§ **DOCUMENT SECTION**:
** Begin **

A well-deserved Stallion
The jury could only but award the Golden Yennenga Stallion to Nigerian film-maker Newton Aduaka’s Ezra. On the same topic as Edouard Zwick’s Blood Diamond¸ also shown (the French version!) at the Fespaco, child-soldiers and the stakes of diamonds in Sierra Leone, Aduaka achieves a brilliant alternative to the systematization of the spectacular and the perpetration of simplistic images of Black people that this Hollywood film embodies with grossly abundant means. In Blood Diamond, each sequence climaxes after several waves of mounting tension in which the cruelty of the conflict is instrumentalized to turn the characters into action film heroes (cf. Anne Crémieux’s criticism on our website). While the adventurer Di Caprio ends up living a redemption by sacrificing himself to preserve the family ideal of the Black man, the latter, embodied by Beninese Djimon Hounson (Amistad, Beauty Shop, The Island), never loses his animality and is never really given the chance to speak.
Without using the tragedy of war as a setting, Ezra restores complexity by focusing on questions of memory and forgiveness (cf. criticism and interview with the director). If the jury had little choice than to reward it with the Golden Stallion, it’s because it happily achieves the miraculous alchemy that African cinematography has been trying to create for so long: moving a wide audience while also mobilizing its critical sense. « My goal is to find a balance between a substantial cinema and a relation to the public », says Newton Aduaka in our interview (cf.), « Otherwise, we risk making films that won’t change anything, apart from satisfying our own egos ». Ezra displays the same mastery as his first feature film Rage (1999) and has the same rhythm as his short On the Edge (2004) that paid tribute to Fela. It continues to explore the same themes as in his fine short film Aïcha (2005) which plays, without dialogue, on impressions surrounding the question of death. Moreover, it pursues the reflection initiated by his short Funerals in which a group talks at the funeral of a film-maker friend who has committed suicide: a Black man dreams of making Hollywood cinema while a White woman defends a cinema of daily reality. Ezra is marked by its will to give the spectator codes that he/she might recognize; that is, in reference to the dominant cinema, while guiding him/her in the maze of a dynamic reflection.
It is clear that awarding Ezra the main prize will have repercussions in Nigeria, the country whose astronomical production of low-quality videos puts it on the cinematic landscape without establishing its credibility. The Nigerians have been dreaming of in turn winning international awards since the Oscar for Best Foreign Film was awarded to Tsotsi in 2006 (fortunately not amongst the winners of the Fespaco- why on earth was it even in competition?). It is done with this 20th Fespaco and we may hope that this Stallion triggers a desire for greater quality, allowing other Nigerian films to join the major league.

** End **

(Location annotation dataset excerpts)

** Begin **

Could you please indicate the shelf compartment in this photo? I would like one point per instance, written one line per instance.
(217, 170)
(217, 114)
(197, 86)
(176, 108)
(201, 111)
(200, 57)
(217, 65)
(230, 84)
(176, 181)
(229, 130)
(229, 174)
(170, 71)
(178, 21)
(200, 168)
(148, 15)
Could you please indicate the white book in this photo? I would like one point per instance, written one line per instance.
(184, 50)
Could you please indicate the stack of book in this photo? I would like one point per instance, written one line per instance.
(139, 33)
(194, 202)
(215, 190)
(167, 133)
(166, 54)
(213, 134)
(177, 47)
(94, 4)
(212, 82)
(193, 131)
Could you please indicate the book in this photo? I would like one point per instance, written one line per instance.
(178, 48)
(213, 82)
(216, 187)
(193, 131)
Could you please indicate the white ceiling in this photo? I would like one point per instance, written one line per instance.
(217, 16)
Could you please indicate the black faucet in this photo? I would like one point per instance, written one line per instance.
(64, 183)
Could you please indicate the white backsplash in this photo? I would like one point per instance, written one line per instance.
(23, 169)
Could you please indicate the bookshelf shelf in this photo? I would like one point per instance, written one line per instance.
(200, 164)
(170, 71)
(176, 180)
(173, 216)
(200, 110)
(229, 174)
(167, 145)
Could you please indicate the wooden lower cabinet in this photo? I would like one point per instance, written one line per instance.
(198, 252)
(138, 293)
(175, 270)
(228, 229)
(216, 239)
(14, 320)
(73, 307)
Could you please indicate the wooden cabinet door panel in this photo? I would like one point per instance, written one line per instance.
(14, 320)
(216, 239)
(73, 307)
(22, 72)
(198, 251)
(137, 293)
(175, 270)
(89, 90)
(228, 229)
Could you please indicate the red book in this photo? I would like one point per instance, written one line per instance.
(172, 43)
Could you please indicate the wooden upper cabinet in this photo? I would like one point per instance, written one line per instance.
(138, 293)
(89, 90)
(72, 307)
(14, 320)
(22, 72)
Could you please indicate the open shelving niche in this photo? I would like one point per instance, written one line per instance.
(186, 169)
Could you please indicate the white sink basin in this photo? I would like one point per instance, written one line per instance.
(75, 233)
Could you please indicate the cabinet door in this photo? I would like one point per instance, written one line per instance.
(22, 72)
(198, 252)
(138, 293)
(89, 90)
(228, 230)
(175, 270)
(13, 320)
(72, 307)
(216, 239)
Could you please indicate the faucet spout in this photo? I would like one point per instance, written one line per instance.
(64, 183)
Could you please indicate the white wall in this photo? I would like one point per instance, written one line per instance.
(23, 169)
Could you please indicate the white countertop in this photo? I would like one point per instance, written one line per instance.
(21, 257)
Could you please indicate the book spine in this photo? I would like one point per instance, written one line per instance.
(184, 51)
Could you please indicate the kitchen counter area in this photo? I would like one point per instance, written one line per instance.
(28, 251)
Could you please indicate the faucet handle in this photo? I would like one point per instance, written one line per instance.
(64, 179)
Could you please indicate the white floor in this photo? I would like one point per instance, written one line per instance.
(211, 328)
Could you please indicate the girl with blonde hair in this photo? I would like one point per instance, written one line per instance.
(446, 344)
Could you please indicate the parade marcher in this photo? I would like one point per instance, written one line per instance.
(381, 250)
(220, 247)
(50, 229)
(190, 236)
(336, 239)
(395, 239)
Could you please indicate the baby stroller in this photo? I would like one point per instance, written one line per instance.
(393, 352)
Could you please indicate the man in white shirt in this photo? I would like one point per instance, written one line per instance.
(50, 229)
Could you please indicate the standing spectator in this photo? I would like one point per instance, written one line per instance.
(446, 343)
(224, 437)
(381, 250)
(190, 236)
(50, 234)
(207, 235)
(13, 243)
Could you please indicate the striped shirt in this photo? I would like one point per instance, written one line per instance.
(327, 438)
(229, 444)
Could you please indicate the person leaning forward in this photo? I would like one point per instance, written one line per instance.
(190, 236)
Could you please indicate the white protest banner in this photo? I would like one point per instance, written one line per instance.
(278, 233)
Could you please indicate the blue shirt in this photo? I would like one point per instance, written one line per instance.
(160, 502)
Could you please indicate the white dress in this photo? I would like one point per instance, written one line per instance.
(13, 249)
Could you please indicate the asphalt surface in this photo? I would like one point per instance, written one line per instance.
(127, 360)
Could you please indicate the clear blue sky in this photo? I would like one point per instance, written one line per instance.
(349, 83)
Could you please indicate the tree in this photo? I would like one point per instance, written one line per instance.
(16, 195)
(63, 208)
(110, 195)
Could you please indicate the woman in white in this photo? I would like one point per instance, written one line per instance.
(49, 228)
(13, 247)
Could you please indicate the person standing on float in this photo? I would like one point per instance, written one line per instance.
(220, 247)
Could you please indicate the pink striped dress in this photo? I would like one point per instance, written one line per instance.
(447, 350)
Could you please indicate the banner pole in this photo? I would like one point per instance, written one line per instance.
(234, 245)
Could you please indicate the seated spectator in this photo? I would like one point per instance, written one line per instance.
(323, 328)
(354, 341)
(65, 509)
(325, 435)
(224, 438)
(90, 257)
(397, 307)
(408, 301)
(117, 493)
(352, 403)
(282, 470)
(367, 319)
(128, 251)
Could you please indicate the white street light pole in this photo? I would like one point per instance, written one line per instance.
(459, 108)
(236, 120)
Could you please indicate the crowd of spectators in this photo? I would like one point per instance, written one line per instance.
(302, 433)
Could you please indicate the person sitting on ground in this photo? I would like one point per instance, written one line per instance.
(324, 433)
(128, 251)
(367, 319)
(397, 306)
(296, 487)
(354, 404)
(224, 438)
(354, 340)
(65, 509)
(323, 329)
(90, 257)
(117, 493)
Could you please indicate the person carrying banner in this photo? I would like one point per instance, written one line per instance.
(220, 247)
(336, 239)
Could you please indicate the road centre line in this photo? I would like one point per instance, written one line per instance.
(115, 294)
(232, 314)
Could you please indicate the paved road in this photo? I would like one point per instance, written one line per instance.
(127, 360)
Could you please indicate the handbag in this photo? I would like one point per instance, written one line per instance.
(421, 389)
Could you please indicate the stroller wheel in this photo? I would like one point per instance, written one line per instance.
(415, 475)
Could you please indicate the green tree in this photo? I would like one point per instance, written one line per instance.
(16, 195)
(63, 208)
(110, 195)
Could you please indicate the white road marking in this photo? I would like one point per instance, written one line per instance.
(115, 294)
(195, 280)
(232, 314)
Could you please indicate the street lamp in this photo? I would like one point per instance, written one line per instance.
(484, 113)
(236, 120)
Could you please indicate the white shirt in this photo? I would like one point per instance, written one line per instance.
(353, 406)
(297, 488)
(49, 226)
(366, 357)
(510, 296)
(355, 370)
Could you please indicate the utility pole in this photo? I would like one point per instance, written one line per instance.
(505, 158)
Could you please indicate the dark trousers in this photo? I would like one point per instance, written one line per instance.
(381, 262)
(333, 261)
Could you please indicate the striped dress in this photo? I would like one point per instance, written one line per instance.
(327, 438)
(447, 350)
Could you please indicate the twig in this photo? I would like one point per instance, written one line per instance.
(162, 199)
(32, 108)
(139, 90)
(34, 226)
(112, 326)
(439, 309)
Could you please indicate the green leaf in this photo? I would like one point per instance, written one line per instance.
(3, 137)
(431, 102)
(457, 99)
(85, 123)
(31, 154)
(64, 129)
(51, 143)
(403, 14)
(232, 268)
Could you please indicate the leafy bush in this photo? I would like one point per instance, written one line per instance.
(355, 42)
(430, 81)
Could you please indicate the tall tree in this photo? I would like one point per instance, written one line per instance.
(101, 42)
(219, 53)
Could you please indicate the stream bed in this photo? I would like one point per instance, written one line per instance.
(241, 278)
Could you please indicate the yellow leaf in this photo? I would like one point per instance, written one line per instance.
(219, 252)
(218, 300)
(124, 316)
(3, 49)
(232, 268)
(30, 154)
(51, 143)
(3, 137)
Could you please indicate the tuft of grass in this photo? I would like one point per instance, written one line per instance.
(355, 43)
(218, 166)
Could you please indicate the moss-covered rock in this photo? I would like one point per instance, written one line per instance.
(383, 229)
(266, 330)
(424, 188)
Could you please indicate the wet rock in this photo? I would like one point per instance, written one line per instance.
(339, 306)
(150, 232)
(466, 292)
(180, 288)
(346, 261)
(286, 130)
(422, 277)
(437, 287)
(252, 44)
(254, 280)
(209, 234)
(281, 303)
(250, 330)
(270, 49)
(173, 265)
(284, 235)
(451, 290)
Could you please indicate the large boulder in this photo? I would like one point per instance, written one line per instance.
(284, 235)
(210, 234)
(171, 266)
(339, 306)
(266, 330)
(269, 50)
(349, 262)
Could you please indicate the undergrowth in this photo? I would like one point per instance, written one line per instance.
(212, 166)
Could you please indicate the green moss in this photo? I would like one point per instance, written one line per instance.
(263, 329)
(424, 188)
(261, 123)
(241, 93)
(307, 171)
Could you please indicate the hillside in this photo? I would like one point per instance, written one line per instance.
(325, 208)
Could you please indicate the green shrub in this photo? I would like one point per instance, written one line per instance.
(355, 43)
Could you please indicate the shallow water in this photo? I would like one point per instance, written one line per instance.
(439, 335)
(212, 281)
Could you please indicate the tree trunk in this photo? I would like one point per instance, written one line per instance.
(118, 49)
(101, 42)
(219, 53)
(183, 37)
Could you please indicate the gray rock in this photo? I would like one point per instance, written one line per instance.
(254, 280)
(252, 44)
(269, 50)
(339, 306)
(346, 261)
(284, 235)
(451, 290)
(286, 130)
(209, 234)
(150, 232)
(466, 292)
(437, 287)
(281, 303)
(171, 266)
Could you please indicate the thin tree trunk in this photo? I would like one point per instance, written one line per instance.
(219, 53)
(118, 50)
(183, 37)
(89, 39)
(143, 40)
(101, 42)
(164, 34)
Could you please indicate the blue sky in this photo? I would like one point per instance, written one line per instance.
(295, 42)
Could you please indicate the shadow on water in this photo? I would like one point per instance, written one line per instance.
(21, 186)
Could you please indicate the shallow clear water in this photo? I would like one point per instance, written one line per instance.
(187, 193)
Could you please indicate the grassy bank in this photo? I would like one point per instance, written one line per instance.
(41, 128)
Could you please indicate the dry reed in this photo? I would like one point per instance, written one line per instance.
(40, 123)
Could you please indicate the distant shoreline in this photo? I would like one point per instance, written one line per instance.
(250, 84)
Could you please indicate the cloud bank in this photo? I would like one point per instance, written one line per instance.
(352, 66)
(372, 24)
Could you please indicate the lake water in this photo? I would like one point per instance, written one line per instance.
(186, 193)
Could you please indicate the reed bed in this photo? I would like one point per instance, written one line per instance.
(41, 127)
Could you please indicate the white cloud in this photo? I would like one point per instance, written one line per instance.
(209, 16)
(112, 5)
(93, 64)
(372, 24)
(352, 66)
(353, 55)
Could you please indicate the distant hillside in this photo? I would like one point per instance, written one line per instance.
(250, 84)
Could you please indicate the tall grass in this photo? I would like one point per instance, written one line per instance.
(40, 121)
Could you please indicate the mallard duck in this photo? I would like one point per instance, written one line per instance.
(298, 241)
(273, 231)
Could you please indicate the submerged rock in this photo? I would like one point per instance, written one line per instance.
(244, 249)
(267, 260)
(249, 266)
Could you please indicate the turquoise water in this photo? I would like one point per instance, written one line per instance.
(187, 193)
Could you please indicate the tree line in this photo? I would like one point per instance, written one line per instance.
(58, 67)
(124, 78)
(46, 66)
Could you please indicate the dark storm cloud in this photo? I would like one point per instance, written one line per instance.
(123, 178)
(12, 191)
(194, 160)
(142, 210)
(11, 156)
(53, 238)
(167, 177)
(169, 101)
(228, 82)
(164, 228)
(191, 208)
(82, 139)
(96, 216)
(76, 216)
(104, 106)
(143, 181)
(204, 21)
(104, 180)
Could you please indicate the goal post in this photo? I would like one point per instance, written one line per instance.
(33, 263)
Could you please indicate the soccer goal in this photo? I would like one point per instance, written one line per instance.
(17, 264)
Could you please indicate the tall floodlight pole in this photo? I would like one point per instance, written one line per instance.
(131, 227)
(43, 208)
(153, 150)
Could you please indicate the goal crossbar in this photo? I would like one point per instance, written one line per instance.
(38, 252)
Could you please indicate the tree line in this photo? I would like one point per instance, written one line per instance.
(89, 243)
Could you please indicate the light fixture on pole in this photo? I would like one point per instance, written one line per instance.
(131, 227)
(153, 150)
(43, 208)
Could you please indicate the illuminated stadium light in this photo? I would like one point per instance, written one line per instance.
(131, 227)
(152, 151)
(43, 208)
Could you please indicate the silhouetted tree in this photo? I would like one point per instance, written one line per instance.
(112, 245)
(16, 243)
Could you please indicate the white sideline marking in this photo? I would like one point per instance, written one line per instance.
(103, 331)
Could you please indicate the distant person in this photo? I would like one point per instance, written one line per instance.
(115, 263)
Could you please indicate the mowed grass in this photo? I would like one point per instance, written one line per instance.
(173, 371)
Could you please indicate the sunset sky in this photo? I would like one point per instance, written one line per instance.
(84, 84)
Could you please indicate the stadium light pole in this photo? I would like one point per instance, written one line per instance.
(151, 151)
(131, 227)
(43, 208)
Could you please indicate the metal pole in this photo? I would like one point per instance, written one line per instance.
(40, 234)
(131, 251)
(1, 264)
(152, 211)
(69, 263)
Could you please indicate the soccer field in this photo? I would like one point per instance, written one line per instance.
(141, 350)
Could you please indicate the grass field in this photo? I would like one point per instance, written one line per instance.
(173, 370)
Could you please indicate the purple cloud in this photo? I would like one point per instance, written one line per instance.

** End **

§ **TASKS TO CARRY OUT**:
1 - For each statement, say whether it agrees with the review on Ezra and quote the deciding words: (a) Ezra's director is Nigerian. (b) Tsotsi was among the Fespaco winners. (c) Aduaka's short film Aïcha relies on dialogue.
2 - Update the review's passage starting with "It is clear" and going on through "the major league.", changing "low-quality" to "poor-quality".
The lines above are separate material with no connection to the review.

§ **ANSWERS FOR THE TASKS**:
1 -
(a) Yes: "Nigerian film-maker Newton Aduaka’s Ezra"
(b) No: "fortunately not amongst the winners of the Fespaco"
(c) No: "which plays, without dialogue, on impressions surrounding the question of death"

2 -
It is clear that awarding Ezra the main prize will have repercussions in Nigeria, the country whose astronomical production of poor-quality videos puts it on the cinematic landscape without establishing its credibility. The Nigerians have been dreaming of in turn winning international awards since the Oscar for Best Foreign Film was awarded to Tsotsi in 2006 (fortunately not amongst the winners of the Fespaco- why on earth was it even in competition?). It is done with this 20th Fespaco and we may hope that this Stallion triggers a desire for greater quality, allowing other Nigerian films to join the major league.